**SOURCE EXTRACT**:
>>>>

Paper short abstract:
What happens when confinement is, in a way, a choice of the confined? Reflecting on my ethnographic experience in a therapeutic community for drug addicts, this paper aims to explore the interplay between ideas of 'confinement', 'choice', and 'responsibility'.
Paper long abstract:
"You can always choose to leave. No one is stopping you. No one is keeping you". Each time one of the patients (or, rather, "guests", as they are officially called) of the therapeutic community in which I'm doing my fieldwork complains about something, this is the response she gets from the director. Individual choice and willingness is a fundamental component in this kind of addiction therapy, and yet all of the patients, in one way or another, talk of their experience as confinement, even a sort of imprisonment. But then again, very few actually leave.
In this paper I wish to reflect on what it means to choose — not once, but every day — to be confined as a therapeutic strategy, and how this confinement shapes the experience of addiction as a sickness and especially an illness. Especially because this confinement is not just a form of damage reduction, but it's supposed to be the cornerstone of the reconstruction of the addict's moral subjectivity, the first step towards his transformation into a better, "saner", person, and towards the recognition of his moral responsibility in the therapeutic process. How do this responsibility, this "freedom of choice", square with the subtraction of agency in a confinement situation? Finally, how can this voluntary, however wavering, confinement become the basis for a long-term therapeutic alliance, the turning point of the addict's moral breakdown (Zigon 2015)?

<<<<

**DATA EXCERPTS**:
>>>>

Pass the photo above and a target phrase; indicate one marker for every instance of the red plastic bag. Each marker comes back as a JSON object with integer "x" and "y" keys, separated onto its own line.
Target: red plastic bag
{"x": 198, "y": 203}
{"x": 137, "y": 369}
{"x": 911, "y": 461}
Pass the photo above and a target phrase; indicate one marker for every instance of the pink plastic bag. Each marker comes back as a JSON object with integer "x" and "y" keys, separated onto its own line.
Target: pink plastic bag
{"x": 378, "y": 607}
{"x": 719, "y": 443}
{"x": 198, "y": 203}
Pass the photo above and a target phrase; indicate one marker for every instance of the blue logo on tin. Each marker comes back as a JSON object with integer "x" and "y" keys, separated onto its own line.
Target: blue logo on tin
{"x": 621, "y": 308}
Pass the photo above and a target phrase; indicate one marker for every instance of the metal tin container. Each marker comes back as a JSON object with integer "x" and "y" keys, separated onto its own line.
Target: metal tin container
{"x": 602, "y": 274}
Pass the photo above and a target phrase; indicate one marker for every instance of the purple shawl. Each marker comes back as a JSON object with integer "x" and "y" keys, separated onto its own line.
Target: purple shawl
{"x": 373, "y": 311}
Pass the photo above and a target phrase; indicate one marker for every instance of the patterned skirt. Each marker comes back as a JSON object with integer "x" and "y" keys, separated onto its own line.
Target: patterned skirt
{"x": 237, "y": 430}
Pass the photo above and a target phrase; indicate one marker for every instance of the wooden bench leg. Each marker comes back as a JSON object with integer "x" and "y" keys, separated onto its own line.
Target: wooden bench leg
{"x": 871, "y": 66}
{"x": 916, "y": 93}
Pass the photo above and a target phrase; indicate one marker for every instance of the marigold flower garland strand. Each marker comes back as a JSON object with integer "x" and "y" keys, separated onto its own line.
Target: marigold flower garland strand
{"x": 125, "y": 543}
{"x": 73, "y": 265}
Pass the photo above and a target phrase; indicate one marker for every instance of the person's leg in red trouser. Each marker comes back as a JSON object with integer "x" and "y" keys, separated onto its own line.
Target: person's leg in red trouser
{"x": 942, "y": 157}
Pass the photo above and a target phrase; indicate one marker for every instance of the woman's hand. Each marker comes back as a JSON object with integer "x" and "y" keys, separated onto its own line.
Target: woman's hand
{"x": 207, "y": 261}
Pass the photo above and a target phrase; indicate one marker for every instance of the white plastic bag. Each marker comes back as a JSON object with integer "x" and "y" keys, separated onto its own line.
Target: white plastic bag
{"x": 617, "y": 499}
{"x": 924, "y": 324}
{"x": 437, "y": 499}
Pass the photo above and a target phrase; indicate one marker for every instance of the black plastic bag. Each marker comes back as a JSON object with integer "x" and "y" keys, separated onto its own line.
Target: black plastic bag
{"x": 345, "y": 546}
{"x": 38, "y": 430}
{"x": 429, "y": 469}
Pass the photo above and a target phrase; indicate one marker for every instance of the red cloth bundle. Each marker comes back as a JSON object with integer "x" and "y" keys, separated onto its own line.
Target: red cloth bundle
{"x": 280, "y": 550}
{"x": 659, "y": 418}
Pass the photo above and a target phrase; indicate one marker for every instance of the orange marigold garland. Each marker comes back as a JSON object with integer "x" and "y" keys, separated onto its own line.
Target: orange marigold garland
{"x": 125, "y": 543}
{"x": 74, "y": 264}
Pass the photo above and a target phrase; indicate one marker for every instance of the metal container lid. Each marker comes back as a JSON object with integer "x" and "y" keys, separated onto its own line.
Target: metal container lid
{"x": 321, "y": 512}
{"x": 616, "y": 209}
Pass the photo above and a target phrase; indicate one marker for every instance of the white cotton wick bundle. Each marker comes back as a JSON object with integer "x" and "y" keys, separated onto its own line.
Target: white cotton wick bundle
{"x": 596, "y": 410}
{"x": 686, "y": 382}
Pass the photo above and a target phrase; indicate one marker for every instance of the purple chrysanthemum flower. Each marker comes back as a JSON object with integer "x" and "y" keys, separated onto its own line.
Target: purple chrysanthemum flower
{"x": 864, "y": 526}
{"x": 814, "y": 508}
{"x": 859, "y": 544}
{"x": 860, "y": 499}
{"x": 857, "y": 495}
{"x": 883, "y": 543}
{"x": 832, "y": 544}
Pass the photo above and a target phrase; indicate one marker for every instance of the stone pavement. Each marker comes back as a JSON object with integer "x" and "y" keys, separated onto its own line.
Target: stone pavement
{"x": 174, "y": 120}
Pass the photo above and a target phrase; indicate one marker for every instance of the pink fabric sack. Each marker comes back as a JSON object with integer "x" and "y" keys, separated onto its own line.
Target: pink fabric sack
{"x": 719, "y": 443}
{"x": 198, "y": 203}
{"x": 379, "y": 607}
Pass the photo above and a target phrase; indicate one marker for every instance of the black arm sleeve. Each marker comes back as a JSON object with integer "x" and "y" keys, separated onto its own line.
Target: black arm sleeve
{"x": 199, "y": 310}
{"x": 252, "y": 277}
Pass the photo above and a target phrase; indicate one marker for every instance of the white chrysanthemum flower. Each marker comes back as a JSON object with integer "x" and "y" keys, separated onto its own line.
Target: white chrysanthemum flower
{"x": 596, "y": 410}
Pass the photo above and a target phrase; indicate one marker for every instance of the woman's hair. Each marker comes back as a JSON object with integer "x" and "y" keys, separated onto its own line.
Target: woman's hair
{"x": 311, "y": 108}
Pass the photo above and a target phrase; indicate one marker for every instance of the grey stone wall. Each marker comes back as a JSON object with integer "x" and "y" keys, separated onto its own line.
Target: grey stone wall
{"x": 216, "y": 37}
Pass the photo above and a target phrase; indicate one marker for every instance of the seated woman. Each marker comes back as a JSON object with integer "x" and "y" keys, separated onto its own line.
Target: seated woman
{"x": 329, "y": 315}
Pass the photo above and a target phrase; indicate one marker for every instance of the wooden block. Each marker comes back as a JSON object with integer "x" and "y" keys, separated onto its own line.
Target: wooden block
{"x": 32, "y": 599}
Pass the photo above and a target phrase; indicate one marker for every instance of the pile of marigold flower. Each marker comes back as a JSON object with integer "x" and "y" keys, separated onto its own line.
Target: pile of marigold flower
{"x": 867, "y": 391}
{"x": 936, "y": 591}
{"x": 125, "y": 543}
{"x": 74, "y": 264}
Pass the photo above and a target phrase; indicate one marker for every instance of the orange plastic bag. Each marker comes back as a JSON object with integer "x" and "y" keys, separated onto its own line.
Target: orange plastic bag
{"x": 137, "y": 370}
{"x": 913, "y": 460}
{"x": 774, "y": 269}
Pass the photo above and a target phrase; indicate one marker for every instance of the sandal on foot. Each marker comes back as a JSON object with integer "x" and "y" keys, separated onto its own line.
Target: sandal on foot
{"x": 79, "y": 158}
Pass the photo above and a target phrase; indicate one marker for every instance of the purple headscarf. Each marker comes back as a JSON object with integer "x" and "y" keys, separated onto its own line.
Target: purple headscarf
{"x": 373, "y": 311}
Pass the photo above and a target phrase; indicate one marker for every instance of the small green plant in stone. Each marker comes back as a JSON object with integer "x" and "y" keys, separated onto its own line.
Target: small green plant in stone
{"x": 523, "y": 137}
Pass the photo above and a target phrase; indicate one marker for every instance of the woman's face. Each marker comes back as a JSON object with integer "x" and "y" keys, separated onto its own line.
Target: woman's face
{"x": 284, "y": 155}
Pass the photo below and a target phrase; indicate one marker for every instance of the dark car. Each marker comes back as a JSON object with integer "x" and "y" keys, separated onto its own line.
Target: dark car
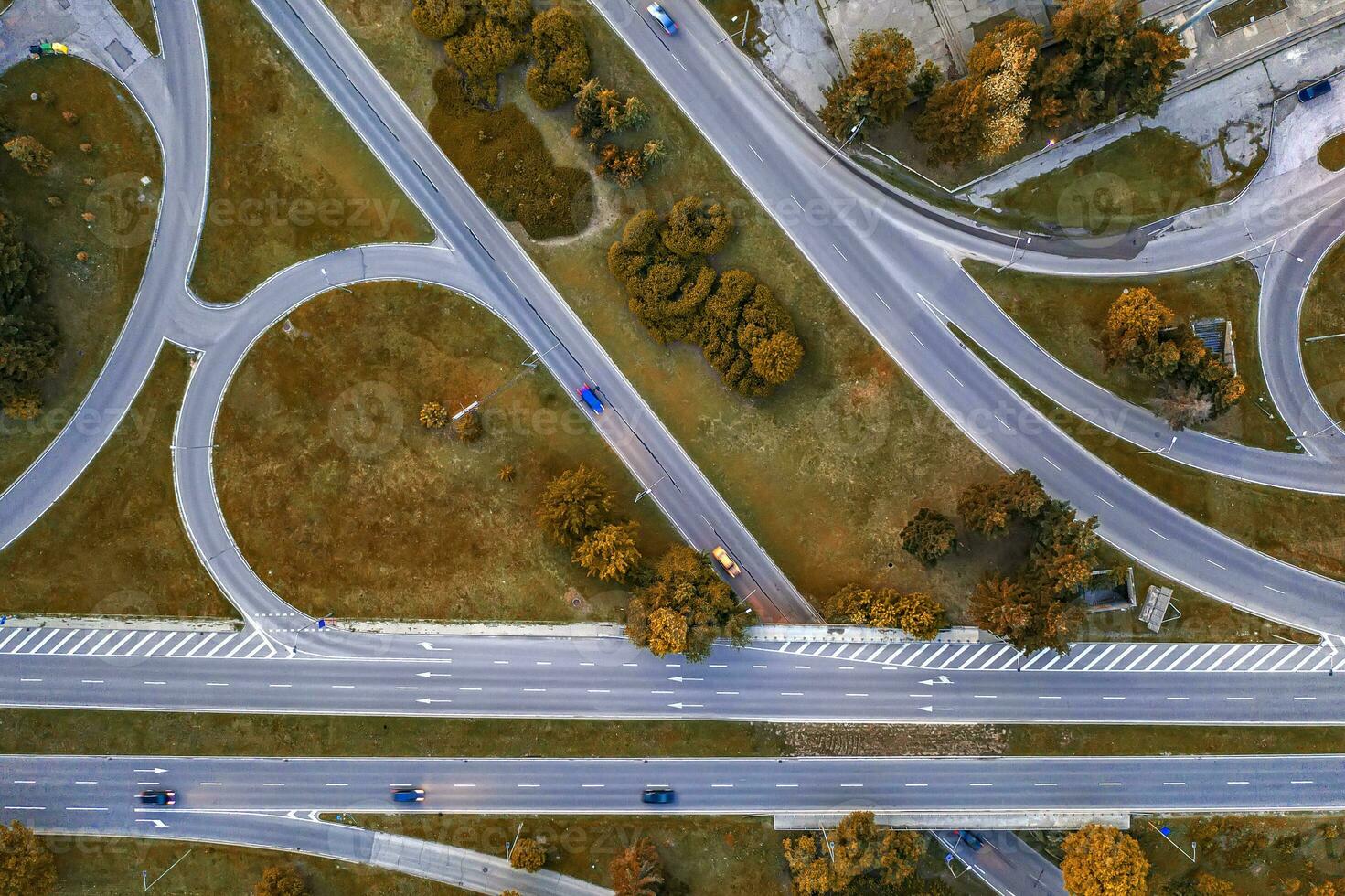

<<<<

**EXERCISE INSTRUCTIONS**:
Answer from the paper abstract:
(a) Where did the ethnographic experience described take place?
(b) What are the patients of that place officially called?
(c) Which source is cited alongside "the addict's moral breakdown"?

**SOLUTION TO THIS TASK**:
(a) In a therapeutic community for drug addicts.
(b) "Guests."
(c) Zigon 2015.